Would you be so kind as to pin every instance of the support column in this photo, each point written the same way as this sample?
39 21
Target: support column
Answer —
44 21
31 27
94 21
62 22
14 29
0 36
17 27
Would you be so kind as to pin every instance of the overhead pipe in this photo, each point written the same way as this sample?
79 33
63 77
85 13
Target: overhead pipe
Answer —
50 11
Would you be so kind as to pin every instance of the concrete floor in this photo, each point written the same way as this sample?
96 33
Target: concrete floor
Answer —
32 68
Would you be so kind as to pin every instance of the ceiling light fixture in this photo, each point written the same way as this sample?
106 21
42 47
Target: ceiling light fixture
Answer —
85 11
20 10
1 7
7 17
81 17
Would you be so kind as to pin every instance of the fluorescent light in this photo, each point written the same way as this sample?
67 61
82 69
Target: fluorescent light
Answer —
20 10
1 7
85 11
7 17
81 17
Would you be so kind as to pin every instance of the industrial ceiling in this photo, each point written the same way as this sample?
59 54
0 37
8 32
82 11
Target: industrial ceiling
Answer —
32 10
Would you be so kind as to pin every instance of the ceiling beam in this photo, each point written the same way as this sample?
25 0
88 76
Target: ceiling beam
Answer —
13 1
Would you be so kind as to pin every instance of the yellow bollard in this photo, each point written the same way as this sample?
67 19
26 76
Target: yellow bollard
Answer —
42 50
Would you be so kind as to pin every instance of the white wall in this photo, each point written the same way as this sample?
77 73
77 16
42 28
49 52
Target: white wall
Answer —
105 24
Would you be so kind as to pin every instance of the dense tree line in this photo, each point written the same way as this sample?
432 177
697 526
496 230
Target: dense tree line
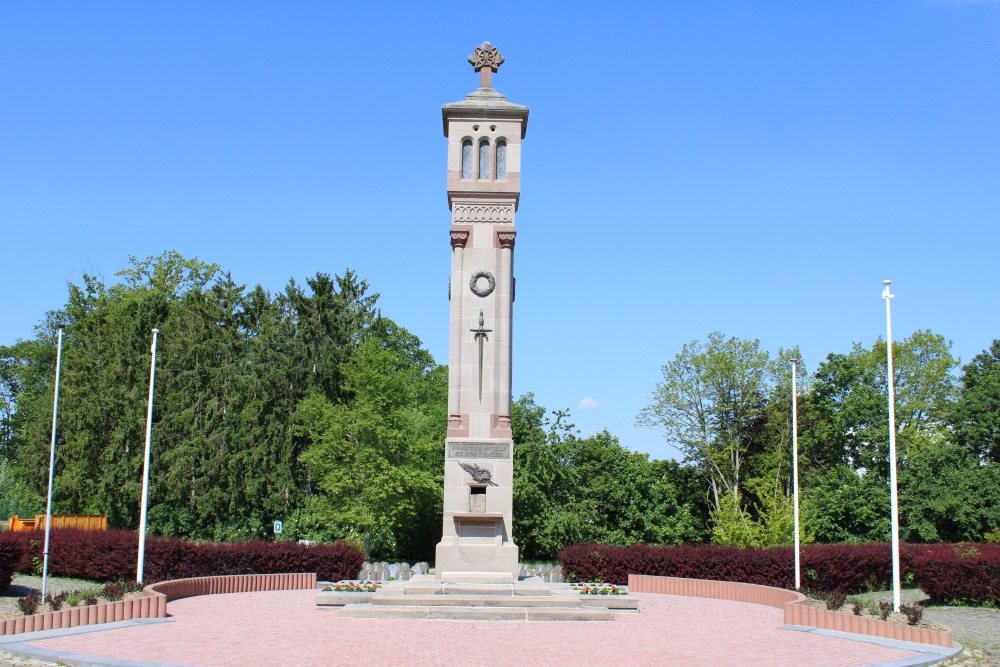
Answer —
257 395
311 407
726 404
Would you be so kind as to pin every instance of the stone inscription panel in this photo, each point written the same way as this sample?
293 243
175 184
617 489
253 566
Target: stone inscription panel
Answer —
478 450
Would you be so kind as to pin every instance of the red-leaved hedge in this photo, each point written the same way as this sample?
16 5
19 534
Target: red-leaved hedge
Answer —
10 556
844 567
111 555
965 573
946 572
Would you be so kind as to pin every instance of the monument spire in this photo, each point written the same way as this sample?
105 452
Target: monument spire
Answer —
484 134
486 60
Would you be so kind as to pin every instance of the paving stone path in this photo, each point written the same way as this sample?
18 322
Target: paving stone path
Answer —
685 618
284 628
976 628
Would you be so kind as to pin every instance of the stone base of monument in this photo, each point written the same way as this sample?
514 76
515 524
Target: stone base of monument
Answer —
476 578
531 599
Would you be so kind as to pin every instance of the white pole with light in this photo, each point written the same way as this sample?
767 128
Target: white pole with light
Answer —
145 464
893 500
52 464
795 471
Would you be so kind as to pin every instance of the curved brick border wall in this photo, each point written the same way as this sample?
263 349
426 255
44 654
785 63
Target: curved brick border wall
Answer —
104 612
233 583
791 603
154 602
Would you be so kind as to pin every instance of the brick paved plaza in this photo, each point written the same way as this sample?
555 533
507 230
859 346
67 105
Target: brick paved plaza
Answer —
284 628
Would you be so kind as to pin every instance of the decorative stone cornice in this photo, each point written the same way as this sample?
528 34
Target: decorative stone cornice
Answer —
497 213
505 239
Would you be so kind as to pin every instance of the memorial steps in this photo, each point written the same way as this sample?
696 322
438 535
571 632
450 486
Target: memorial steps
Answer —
424 597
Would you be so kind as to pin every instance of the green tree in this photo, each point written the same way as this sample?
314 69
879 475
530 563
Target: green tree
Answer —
711 396
946 495
976 416
378 466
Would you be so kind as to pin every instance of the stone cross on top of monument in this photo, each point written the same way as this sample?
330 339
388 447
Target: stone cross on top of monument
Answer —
486 60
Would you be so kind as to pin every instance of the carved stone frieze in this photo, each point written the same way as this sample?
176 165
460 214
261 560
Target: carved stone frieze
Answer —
506 239
500 213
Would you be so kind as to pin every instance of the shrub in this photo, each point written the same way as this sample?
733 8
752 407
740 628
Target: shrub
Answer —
11 553
111 556
913 612
830 567
29 604
958 573
56 601
113 591
836 600
83 595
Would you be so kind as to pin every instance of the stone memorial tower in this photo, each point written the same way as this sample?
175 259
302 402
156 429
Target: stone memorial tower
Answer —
484 134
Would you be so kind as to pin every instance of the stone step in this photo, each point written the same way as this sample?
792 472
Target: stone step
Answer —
426 588
478 601
463 613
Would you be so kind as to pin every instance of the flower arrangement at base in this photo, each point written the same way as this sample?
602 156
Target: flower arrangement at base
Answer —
354 587
598 588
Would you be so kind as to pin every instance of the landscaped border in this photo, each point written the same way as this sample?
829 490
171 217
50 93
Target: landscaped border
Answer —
791 603
153 604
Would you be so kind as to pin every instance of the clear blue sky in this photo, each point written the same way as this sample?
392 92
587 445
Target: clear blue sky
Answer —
752 168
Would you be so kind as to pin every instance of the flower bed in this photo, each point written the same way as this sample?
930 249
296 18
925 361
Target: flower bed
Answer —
598 588
111 555
353 587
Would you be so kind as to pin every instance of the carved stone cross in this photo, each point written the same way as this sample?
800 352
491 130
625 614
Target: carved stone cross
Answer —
486 59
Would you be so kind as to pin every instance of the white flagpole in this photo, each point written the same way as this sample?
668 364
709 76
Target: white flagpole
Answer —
52 465
795 471
893 500
145 465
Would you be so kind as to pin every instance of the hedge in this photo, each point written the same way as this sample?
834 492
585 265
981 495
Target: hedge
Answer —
10 556
946 572
112 555
964 573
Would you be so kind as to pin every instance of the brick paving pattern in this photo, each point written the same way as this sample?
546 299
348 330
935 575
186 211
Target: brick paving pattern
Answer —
284 628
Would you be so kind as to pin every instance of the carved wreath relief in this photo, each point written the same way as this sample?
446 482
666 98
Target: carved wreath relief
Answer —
482 284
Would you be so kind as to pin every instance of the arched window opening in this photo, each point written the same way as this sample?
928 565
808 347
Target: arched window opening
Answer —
484 159
467 158
501 159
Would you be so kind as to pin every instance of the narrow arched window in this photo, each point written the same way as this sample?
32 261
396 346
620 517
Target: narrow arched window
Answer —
467 158
501 159
484 159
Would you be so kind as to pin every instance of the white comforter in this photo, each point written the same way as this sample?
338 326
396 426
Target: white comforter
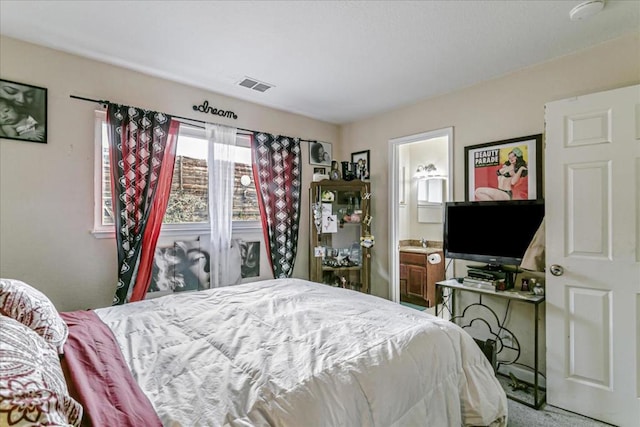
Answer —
290 352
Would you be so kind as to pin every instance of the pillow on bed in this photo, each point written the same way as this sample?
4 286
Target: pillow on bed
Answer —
31 307
33 390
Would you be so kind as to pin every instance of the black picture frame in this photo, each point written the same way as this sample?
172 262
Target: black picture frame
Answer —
362 155
320 153
25 108
489 175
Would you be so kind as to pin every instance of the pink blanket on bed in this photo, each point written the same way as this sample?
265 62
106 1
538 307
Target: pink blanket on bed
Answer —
99 376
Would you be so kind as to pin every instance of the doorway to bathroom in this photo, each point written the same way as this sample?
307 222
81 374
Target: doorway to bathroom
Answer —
420 182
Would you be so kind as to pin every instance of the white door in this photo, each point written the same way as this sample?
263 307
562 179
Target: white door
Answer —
592 163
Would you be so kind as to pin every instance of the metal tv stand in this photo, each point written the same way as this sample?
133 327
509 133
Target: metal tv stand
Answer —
482 288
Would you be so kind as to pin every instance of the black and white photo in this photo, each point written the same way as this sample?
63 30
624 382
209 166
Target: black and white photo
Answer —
23 112
320 153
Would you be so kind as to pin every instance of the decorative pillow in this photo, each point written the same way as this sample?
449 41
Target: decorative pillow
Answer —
31 307
33 390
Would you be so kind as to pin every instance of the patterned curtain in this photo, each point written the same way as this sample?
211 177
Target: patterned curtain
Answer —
142 150
276 171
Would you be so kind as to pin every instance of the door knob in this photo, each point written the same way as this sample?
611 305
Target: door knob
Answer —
556 270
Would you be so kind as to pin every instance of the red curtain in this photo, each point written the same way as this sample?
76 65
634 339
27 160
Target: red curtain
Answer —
142 147
276 172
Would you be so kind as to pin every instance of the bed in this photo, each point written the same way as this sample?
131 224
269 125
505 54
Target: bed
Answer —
283 352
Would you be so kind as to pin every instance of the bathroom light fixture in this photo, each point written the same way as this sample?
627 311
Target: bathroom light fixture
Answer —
425 171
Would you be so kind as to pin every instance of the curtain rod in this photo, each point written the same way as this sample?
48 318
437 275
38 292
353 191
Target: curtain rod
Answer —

────────────────

Transcribe the records above exactly, but only from the line that contains "the black and" through their final line, inclusive.

Would you be so kind as to pin every instance of the black and white photo in this photo, each point written the same way as this sample?
63 30
624 382
209 166
Target: black and white photo
Answer —
23 112
320 153
Would you be so kind as to pin every instance of the decorative pillow in this photo, each point written the same way as this sample?
449 41
Target: decorative pillow
Answer —
31 307
33 390
Would you be so kind as to pin every instance of the patterned curtain in this photo, each point written the same way as this sample?
211 177
Target: patterned curtain
Answer —
142 150
276 171
Would you be so kind as to pin every instance of the door knob in this photo, each point written the same way as this sample?
611 305
Target: door knob
Answer —
556 270
Would you be so kind as to pin every instance of the red curtain in this photo, each point written the same way as this sample?
76 65
634 339
27 160
Target: red curtain
Answer —
142 147
276 172
Would you be so kind as to pin every instance of the bed in this photo, each point written the same way as this sample?
131 224
269 125
505 54
Target: bed
Answer —
283 352
Would you be so kind as to pin every instance of the bathroom light fixture in this photo, each point written the same way as this sample?
627 311
Target: bathroom light fixture
Answer —
425 171
Would you be so kind as to pin every instance of the curtain rod in this photo, each point written the same way as this sample?
48 318
437 275
38 292
353 191
Target: curtain rod
Answer —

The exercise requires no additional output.